§ Description of the task:
Count the lines in the records below that contain the string "dark", with case counting, and reply with that number alone.

--- Supplied data ---

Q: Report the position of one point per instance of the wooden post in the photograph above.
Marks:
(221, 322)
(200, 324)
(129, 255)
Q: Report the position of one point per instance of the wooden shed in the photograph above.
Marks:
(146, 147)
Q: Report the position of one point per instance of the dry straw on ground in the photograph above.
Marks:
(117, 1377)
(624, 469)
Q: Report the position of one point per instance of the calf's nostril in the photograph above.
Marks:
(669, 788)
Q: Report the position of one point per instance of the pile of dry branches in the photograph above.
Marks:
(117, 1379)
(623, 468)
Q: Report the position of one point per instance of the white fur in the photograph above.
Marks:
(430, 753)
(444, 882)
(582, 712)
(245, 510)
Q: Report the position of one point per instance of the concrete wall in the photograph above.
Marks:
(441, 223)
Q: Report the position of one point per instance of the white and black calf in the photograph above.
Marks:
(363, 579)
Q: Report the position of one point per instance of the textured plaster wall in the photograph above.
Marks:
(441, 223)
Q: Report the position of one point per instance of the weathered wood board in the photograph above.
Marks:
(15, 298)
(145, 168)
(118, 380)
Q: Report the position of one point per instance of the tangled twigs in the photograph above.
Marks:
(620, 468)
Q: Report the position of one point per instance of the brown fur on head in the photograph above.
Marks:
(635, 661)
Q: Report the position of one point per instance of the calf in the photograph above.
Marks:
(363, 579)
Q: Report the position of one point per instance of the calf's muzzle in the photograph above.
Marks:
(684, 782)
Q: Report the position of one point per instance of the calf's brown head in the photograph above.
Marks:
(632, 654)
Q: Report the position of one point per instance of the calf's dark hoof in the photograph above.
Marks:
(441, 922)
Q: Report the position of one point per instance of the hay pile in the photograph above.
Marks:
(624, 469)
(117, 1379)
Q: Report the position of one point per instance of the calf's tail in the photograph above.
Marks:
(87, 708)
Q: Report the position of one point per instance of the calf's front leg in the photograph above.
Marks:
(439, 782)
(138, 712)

---
--- Supplied data ---

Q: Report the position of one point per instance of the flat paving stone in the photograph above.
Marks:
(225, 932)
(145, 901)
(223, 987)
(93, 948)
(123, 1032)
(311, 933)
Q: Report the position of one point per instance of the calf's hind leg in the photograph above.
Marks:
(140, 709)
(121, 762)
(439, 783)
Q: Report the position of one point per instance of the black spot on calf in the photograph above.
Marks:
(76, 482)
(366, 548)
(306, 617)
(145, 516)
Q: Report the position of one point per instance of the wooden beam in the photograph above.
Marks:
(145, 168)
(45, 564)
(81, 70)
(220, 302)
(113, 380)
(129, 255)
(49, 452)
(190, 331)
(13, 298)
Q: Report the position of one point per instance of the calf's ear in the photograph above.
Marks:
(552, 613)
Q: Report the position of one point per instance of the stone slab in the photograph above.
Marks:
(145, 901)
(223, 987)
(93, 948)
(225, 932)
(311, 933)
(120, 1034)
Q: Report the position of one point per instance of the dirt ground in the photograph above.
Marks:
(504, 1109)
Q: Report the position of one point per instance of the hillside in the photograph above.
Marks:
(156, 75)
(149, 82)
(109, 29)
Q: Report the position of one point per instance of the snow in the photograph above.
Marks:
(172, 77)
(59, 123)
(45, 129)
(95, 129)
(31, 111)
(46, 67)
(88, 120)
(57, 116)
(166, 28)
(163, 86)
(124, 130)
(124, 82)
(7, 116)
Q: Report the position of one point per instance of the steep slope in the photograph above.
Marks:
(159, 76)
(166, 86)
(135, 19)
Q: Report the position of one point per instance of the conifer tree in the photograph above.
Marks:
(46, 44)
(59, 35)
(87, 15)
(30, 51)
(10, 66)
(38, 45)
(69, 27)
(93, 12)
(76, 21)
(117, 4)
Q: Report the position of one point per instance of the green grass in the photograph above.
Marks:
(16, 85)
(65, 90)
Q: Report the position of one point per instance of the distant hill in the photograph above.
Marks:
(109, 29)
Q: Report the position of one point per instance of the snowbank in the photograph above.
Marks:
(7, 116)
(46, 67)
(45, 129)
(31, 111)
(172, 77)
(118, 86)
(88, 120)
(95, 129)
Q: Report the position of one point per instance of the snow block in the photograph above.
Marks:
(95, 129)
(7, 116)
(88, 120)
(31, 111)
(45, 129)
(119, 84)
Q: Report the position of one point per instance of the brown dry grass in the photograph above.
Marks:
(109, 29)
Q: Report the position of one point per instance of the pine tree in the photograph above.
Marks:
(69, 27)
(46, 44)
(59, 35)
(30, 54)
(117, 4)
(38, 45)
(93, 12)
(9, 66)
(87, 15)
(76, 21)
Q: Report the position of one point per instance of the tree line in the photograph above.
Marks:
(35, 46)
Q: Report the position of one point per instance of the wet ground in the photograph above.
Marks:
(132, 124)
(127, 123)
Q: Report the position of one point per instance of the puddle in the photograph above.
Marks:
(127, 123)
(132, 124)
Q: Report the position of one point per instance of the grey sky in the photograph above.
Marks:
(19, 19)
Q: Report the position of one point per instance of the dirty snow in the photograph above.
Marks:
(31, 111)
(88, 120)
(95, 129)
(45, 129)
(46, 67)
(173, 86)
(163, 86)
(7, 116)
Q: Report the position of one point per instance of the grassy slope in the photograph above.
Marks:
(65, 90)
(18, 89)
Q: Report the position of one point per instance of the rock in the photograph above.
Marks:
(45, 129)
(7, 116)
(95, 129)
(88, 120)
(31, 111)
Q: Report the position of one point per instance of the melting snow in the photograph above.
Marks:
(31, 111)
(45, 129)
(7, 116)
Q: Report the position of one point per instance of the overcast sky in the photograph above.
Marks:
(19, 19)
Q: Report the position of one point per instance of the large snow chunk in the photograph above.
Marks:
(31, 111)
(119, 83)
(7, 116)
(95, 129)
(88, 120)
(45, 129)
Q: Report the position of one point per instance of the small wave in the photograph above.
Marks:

---
--- Supplied data ---

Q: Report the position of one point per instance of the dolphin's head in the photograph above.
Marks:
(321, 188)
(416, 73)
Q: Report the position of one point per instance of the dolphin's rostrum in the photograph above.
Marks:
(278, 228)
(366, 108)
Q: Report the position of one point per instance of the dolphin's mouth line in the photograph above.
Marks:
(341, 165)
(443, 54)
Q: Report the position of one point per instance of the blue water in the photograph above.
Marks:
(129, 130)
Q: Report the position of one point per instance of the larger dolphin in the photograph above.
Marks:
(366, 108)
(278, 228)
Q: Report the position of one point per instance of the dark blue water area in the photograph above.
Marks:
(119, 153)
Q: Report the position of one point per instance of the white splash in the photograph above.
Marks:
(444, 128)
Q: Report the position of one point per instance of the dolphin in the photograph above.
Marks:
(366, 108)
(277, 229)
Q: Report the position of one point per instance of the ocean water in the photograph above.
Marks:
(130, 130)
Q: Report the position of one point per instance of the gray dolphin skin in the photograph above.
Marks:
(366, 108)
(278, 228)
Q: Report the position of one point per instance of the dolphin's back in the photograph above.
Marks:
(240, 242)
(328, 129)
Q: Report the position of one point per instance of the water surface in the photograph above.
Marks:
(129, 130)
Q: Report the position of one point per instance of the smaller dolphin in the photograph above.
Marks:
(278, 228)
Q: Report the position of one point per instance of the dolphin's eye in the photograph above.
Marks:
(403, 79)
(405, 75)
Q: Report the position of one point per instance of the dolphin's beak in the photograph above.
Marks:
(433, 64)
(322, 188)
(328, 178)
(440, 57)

---

§ Solution to this exercise:
2